Announcement

Collapse
No announcement yet.
X
  • Filter
  • Time
  • Show
Clear All
new posts

  • Creating a wave identifier - observations wrongly mapped

    Hello,

    I am quite new to Stata and this is my first post and I would really appreciate any help. I am working on my master's thesis and I am doing some empirical analysis on 5 waves of the SHARE panel data sets. Hence, I had to append the 5 datasets and also merge the different modules of each wave. I merged before appending. To do this, I used the unique identifier of each observation (mergeid). After appending, I also created a wave identifier so I can uniquely identify each wave's observations in the combined dataset.

    After creating the wave identifier (without syntax errors), I realized that some variables that were not present in the first and second waves in the original datasets had some observations in the combined dataset. Please see my code below.


    sort mergeid , stable
    by mergeid: gen wave = 1 if _n==1

    bysort mergeid: replace wave = 1 if _n==1 & firstwave==1 & hhid4~="" & hhid5~=""
    bysort mergeid: replace wave = 2 if _n==2 & firstwave==1 & hhid4~="" & hhid5~=""
    bysort mergeid: replace wave = 4 if _n==3 & firstwave==1 & hhid4~="" & hhid5~=""
    bysort mergeid: replace wave = 5 if _n==4 & firstwave==1 & hhid4~="" & hhid5~=""
    bysort mergeid: replace wave = 6 if _n==5 & firstwave==1 & hhid4~="" & hhid5~=""

    bysort mergeid: replace wave = 2 if _n==1 & firstwave==2 & hhid4~="" & hhid5~=""
    bysort mergeid: replace wave = 4 if _n==2 & firstwave==2 & hhid4~="" & hhid5~=""
    bysort mergeid: replace wave = 5 if _n==3 & firstwave==2 & hhid4~="" & hhid5~=""
    bysort mergeid: replace wave = 6 if _n==4 & firstwave==2 & hhid4~="" & hhid5~=""

    bysort mergeid: replace wave = 4 if _n==1 & firstwave==3 & hhid4~="" & hhid5~=""
    bysort mergeid: replace wave = 5 if _n==2 & firstwave==3 & hhid4~="" & hhid5~=""
    bysort mergeid: replace wave = 6 if _n==3 & firstwave==3 & hhid4~="" & hhid5~=""

- - -

Continue the Stata forum post about creating a wave identifier, starting after its last line. The material is separate from the Stata forum post.

## Stored data

- - -

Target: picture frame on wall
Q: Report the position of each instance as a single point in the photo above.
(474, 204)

- - -

## Task result
    bysort mergeid: replace wave = 4 if _n==1 & firstwave==4 & hhid4~="" & hhid5~=""
    bysort mergeid: replace wave = 5 if _n==2 & firstwave==4 & hhid4~="" & hhid5~=""
    bysort mergeid: replace wave = 6 if _n==3 & firstwave==4 & hhid4~="" & hhid5~=""

    bysort mergeid: replace wave = 1 if _n==1 & firstwave==1 & hhid4=="" & hhid5~=""
    bysort mergeid: replace wave = 2 if _n==2 & firstwave==1 & hhid4=="" & hhid5~=""
    bysort mergeid: replace wave = 5 if _n==3 & firstwave==1 & hhid4=="" & hhid5~=""
    bysort mergeid: replace wave = 6 if _n==4 & firstwave==1 & hhid4=="" & hhid5~=""

    bysort mergeid: replace wave = 2 if _n==1 & firstwave==2 & hhid4=="" & hhid5~=""
    bysort mergeid: replace wave = 5 if _n==2 & firstwave==2 & hhid4=="" & hhid5~=""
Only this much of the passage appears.